• _TEXT SHOWN_

Search code examples
pythoncsvcluster-analysisweka

Python clustering from .csv file as input


I'm trying to find a similar way to perform clustering using Python as I would do using Weka.

I tried scipy, however it gets as input an array.

What I have is a .csv file consisting of

objectId, attribute1, attribute2, .., attributeN
e.g. '1234', 0, 1, 0,1,1,1, ..., 0

Attribute1,2,..,N get values 0 and 1.

Is there a way to load the aforementioned .csv file and perform clustering using a python library and get the cluster each objectId falls into?

My .csv file consists of 300.000 ojectId records.

I have transformed my .csv file into .arff form for weka, but it takes up to 6 hours to perform clustering, so I'm looking for a faster way to do it and was hoping that python library would be faster.

Thanks in advance.


Solution

  • I don't know if is this is what you want but:

    To read the .csv:

    f = open('yourcsv.csv', mode='r')
    
    content = f.readlines()
    

    Now you can create a list to add all the info

    cluster = []
    
    for line in content:
      list = line.decode('utf-8').strip().split(',')
      cluster[list[0]] = list[1 : len(list) - 1]
    

    // Now you can acces to all the info like this

    objectId = 'someIdentifier'
    
    info = cluster[objectId]

• _RAW RECORDS_

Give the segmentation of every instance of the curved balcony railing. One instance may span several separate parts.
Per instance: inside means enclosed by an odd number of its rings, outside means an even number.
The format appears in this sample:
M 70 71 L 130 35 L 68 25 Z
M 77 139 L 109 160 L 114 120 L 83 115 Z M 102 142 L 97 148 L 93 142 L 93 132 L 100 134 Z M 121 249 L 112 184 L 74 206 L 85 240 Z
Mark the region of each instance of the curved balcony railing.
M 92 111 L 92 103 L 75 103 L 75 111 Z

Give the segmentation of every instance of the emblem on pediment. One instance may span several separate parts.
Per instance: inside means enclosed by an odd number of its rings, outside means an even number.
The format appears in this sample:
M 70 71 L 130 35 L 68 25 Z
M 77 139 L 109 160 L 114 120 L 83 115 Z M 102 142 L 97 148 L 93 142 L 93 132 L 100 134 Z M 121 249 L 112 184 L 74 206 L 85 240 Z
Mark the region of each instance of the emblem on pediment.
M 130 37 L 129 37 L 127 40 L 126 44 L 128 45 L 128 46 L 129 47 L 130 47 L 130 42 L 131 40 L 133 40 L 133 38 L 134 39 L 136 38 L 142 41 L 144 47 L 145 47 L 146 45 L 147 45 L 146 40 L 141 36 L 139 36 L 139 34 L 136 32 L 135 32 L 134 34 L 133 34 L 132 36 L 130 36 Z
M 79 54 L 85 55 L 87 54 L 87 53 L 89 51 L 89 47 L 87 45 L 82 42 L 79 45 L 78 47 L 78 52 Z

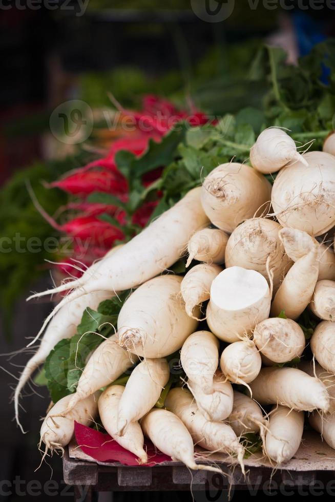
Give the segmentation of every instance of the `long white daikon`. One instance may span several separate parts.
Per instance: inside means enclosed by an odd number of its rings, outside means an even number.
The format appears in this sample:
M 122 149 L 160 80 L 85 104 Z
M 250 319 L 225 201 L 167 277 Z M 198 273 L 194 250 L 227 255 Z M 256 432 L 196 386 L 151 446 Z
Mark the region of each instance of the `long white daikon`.
M 162 453 L 182 462 L 193 470 L 221 473 L 217 467 L 196 464 L 192 437 L 182 422 L 168 410 L 152 410 L 142 419 L 141 426 L 146 436 Z
M 335 281 L 319 281 L 309 306 L 320 319 L 335 321 Z
M 191 236 L 208 225 L 200 203 L 201 191 L 200 187 L 191 190 L 121 249 L 101 260 L 93 271 L 89 268 L 80 279 L 30 297 L 28 300 L 74 290 L 48 316 L 29 345 L 38 338 L 56 312 L 72 300 L 95 291 L 114 293 L 135 287 L 173 265 L 184 253 Z
M 250 340 L 230 344 L 222 352 L 220 360 L 222 373 L 234 384 L 245 385 L 252 382 L 261 366 L 259 352 Z
M 310 348 L 322 367 L 335 373 L 335 322 L 322 321 L 318 325 L 310 339 Z
M 193 267 L 184 276 L 180 291 L 186 311 L 190 317 L 194 316 L 194 310 L 197 306 L 209 300 L 212 283 L 222 271 L 221 267 L 218 265 L 200 263 Z
M 238 437 L 248 432 L 259 432 L 264 441 L 267 422 L 261 408 L 249 396 L 237 390 L 234 391 L 233 409 L 227 423 Z
M 283 129 L 269 127 L 262 131 L 250 150 L 250 162 L 260 173 L 276 173 L 288 162 L 299 160 L 307 165 L 305 159 L 297 151 L 293 139 Z
M 291 319 L 265 319 L 254 331 L 254 341 L 262 354 L 274 363 L 286 363 L 300 357 L 305 348 L 304 332 Z
M 219 364 L 219 341 L 210 331 L 193 333 L 180 351 L 181 365 L 189 380 L 205 394 L 214 391 L 213 377 Z
M 244 448 L 233 430 L 223 422 L 206 420 L 189 391 L 180 387 L 172 389 L 166 396 L 165 405 L 186 426 L 195 444 L 210 451 L 237 455 L 244 472 Z
M 60 450 L 70 443 L 74 432 L 74 422 L 89 425 L 94 422 L 98 411 L 98 399 L 100 392 L 89 396 L 62 416 L 68 407 L 71 394 L 59 400 L 49 410 L 40 429 L 40 442 L 46 445 L 45 455 L 49 450 Z
M 335 253 L 330 246 L 320 244 L 306 232 L 285 227 L 279 232 L 279 238 L 284 244 L 285 250 L 293 261 L 305 256 L 316 246 L 318 247 L 318 280 L 335 281 Z
M 207 420 L 221 422 L 229 416 L 233 409 L 233 387 L 221 371 L 213 378 L 214 392 L 211 394 L 205 394 L 192 380 L 189 380 L 187 386 Z
M 120 436 L 130 424 L 138 421 L 155 406 L 170 375 L 164 359 L 146 359 L 133 370 L 117 410 L 117 431 Z
M 226 268 L 211 287 L 206 319 L 211 331 L 225 342 L 237 342 L 267 319 L 271 294 L 259 272 L 241 267 Z
M 148 281 L 130 295 L 117 321 L 119 343 L 145 358 L 164 357 L 180 349 L 195 331 L 180 295 L 182 278 L 163 275 Z M 196 317 L 199 317 L 199 313 Z
M 104 390 L 98 403 L 100 417 L 106 430 L 117 443 L 138 457 L 140 464 L 146 464 L 144 438 L 138 422 L 129 424 L 123 436 L 118 433 L 117 410 L 124 390 L 122 385 L 111 385 Z
M 210 220 L 230 234 L 244 220 L 266 215 L 271 185 L 263 175 L 246 164 L 227 162 L 205 178 L 201 203 Z
M 192 260 L 205 263 L 223 263 L 227 241 L 227 234 L 219 228 L 198 230 L 189 241 L 186 266 L 191 264 Z
M 285 406 L 275 406 L 269 414 L 265 451 L 277 466 L 290 460 L 301 443 L 304 413 Z
M 226 267 L 235 265 L 256 270 L 269 284 L 269 269 L 273 274 L 273 285 L 279 283 L 292 265 L 278 236 L 281 227 L 273 220 L 254 218 L 246 220 L 234 231 L 226 247 Z
M 263 368 L 250 384 L 253 398 L 261 405 L 280 404 L 297 411 L 328 411 L 324 384 L 296 368 Z
M 80 298 L 64 305 L 52 320 L 42 338 L 39 347 L 28 361 L 20 375 L 15 388 L 14 395 L 15 420 L 23 432 L 18 418 L 18 401 L 24 386 L 34 371 L 45 362 L 51 351 L 58 342 L 66 338 L 71 338 L 76 334 L 85 309 L 89 307 L 96 310 L 101 302 L 113 296 L 110 291 L 97 291 L 85 295 Z
M 271 316 L 279 316 L 284 310 L 289 319 L 297 319 L 310 302 L 318 276 L 316 246 L 296 261 L 287 272 L 272 302 Z
M 335 224 L 335 157 L 308 152 L 279 172 L 272 189 L 275 215 L 283 226 L 321 235 Z
M 79 401 L 112 383 L 137 360 L 136 355 L 120 347 L 117 335 L 102 342 L 86 363 L 76 392 L 69 402 L 68 410 Z

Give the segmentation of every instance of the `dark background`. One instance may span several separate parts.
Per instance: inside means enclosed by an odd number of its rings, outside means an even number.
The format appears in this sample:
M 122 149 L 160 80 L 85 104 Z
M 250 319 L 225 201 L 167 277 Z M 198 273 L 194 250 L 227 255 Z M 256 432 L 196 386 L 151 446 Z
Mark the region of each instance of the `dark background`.
M 144 2 L 146 6 L 144 10 L 141 9 L 142 3 L 135 0 L 127 6 L 113 1 L 93 2 L 91 0 L 91 8 L 82 16 L 76 16 L 74 2 L 69 4 L 73 9 L 66 11 L 62 10 L 61 2 L 54 10 L 43 7 L 33 10 L 23 2 L 20 8 L 13 2 L 2 4 L 0 183 L 16 170 L 46 156 L 45 135 L 50 111 L 59 103 L 75 96 L 79 79 L 85 72 L 107 71 L 127 64 L 139 67 L 153 77 L 168 70 L 182 73 L 185 68 L 187 71 L 187 65 L 203 57 L 214 45 L 218 45 L 224 54 L 229 51 L 229 44 L 255 37 L 265 39 L 282 29 L 287 21 L 297 34 L 300 54 L 333 32 L 334 11 L 325 8 L 303 10 L 295 2 L 292 3 L 296 4 L 294 11 L 283 13 L 279 9 L 264 10 L 261 6 L 251 12 L 245 8 L 246 2 L 240 2 L 232 16 L 219 23 L 199 19 L 188 2 L 182 3 L 182 8 L 177 10 L 161 9 L 158 1 L 156 5 L 154 2 Z M 4 6 L 10 8 L 5 10 Z M 283 39 L 287 41 L 285 34 Z M 148 93 L 151 91 L 147 89 Z M 47 281 L 47 277 L 45 283 Z M 42 281 L 33 289 L 43 290 L 45 286 Z M 6 284 L 1 284 L 1 287 L 6 287 Z M 25 339 L 36 332 L 50 308 L 46 303 L 28 308 L 23 298 L 18 302 L 11 339 L 8 341 L 4 333 L 0 337 L 2 354 L 24 346 Z M 26 482 L 35 479 L 43 485 L 51 477 L 60 483 L 59 457 L 51 461 L 52 473 L 45 464 L 34 473 L 40 460 L 37 448 L 38 420 L 48 403 L 43 388 L 37 389 L 41 396 L 44 394 L 43 399 L 32 390 L 29 399 L 22 402 L 26 411 L 22 413 L 24 427 L 29 433 L 22 435 L 13 421 L 13 407 L 9 404 L 11 386 L 27 358 L 24 354 L 10 361 L 4 355 L 0 360 L 2 367 L 13 373 L 10 376 L 5 371 L 0 372 L 0 481 L 8 480 L 12 483 L 16 476 L 19 476 Z M 60 490 L 64 487 L 59 486 Z M 3 488 L 0 499 L 22 499 L 17 484 L 16 488 L 4 485 Z M 22 491 L 26 488 L 26 484 L 21 485 Z M 33 489 L 38 491 L 38 488 Z M 4 492 L 7 490 L 12 494 L 6 496 Z M 50 499 L 62 499 L 59 493 Z M 67 497 L 64 499 L 72 500 L 71 493 L 70 491 L 67 495 L 64 494 Z M 26 499 L 36 500 L 39 496 L 43 500 L 49 498 L 45 494 L 27 494 Z M 115 495 L 115 498 L 151 500 L 154 496 L 131 494 Z M 173 496 L 177 499 L 181 497 L 178 494 Z M 187 496 L 187 494 L 183 495 Z M 163 495 L 160 495 L 159 498 L 162 499 Z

• _WHAT TO PRODUCE_
Can you return, word for word, the part of the Python clustering thread starting at "What I have" and ending at "would be faster."? Rely only on the Python clustering thread, not on the data.

• _EXERCISE SOLUTION_
What I have is a .csv file consisting of

objectId, attribute1, attribute2, .., attributeN
e.g. '1234', 0, 1, 0,1,1,1, ..., 0

Attribute1,2,..,N get values 0 and 1.

Is there a way to load the aforementioned .csv file and perform clustering using a python library and get the cluster each objectId falls into?

My .csv file consists of 300.000 ojectId records.

I have transformed my .csv file into .arff form for weka, but it takes up to 6 hours to perform clustering, so I'm looking for a faster way to do it and was hoping that python library would be faster.